(Data excerpts begins)

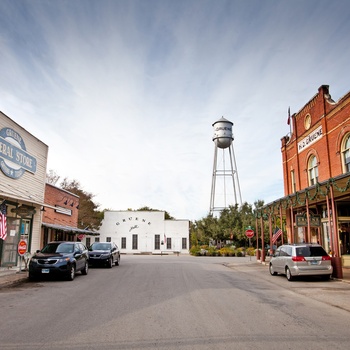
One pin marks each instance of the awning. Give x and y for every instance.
(70, 229)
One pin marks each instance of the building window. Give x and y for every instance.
(134, 242)
(313, 170)
(346, 154)
(294, 185)
(156, 242)
(184, 243)
(168, 243)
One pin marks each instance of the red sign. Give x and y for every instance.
(249, 233)
(22, 247)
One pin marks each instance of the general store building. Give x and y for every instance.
(23, 160)
(316, 173)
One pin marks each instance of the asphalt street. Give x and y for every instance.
(170, 302)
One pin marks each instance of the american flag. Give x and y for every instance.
(3, 224)
(276, 234)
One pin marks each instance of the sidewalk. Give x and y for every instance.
(12, 276)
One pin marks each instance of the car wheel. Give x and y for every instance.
(110, 262)
(288, 274)
(85, 270)
(32, 277)
(71, 273)
(272, 272)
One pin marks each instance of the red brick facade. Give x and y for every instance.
(334, 120)
(66, 203)
(316, 174)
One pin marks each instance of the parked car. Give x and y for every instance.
(59, 259)
(104, 253)
(301, 260)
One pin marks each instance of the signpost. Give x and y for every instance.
(22, 249)
(249, 233)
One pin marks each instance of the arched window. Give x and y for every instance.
(313, 170)
(346, 154)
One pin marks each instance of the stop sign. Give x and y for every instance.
(249, 233)
(22, 247)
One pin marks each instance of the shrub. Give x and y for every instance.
(195, 250)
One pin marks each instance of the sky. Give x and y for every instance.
(125, 92)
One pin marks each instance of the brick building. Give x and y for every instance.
(316, 173)
(60, 216)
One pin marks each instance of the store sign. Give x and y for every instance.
(24, 211)
(301, 220)
(14, 158)
(310, 139)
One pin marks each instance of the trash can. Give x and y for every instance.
(258, 254)
(337, 267)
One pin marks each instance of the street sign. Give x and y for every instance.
(249, 233)
(22, 247)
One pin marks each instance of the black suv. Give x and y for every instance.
(104, 253)
(59, 259)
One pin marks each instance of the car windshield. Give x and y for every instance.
(58, 248)
(310, 251)
(100, 246)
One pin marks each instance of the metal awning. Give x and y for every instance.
(70, 229)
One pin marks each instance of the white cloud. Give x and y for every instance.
(125, 93)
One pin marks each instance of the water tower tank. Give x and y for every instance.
(223, 133)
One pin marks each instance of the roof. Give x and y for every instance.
(70, 229)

(Data excerpts ends)

#### [Required work]
Repeat every line of the data above exactly, but drop the pictures.

#### [Answer box]
One pin marks each instance of the awning. Give x and y for every instance.
(70, 229)
One pin marks each instance of the building window. Give x and y for every instance.
(134, 242)
(313, 170)
(346, 154)
(294, 185)
(156, 242)
(184, 243)
(168, 243)
One pin marks each instance of the red sign. Give x and y for every instance.
(249, 233)
(22, 247)
One pin marks each instance of the general store building. Give x and y for every instance.
(23, 160)
(316, 173)
One pin marks each instance of the asphalt street. Give x and y for every instance.
(170, 302)
One pin marks each instance of the american flag. Give x and y for every instance.
(3, 224)
(276, 234)
One pin marks each instance of the sidewalk. Give x and y for every instance.
(12, 276)
One pin marks each instance of the car wheel. Give x and y for every instance.
(110, 262)
(288, 274)
(85, 270)
(32, 277)
(71, 273)
(272, 272)
One pin marks each instance of the red brick facade. Give x and y for every instance.
(334, 120)
(66, 203)
(316, 174)
One pin marks each instance of the parked car. Give x and y for every instance.
(59, 259)
(104, 253)
(301, 260)
One pin marks each instance of the signpost. Give x and y for every instance.
(22, 249)
(249, 233)
One pin marks each instance of the arched window. Give x and y for every instance.
(313, 170)
(346, 154)
One pin marks each instance of the stop sign. Give x and y for every instance.
(249, 233)
(22, 247)
One pin marks each instance of the shrub. Give x and y for every instance.
(195, 250)
One pin marks each instance of the sky. Give x and y for every instance.
(125, 92)
One pin marks each instance of the brick building. Give x and y for every instance.
(316, 173)
(60, 216)
One pin marks each instance of the store sign. Give x and y for every instance.
(24, 211)
(301, 220)
(14, 158)
(310, 139)
One pin marks each instance of the trash can. Give x and y for every instance.
(258, 254)
(337, 267)
One pin marks each instance of the street sign. Give x and y for every instance.
(249, 233)
(22, 247)
One pin marks each instance of the black suv. Give x and y for every instance.
(104, 253)
(59, 259)
One pin marks each instance of the car windshield. Give x and y for every instance.
(58, 248)
(310, 251)
(100, 246)
One pin marks each instance of the metal awning. Give x and y for every instance.
(70, 229)
One pin marks each instance of the white cloud. Give x and y for every instance.
(125, 93)
One pin marks each instance of the water tower tank. Give x and y for every instance.
(223, 133)
One pin marks each instance of the roof. Give x and y for every instance.
(70, 229)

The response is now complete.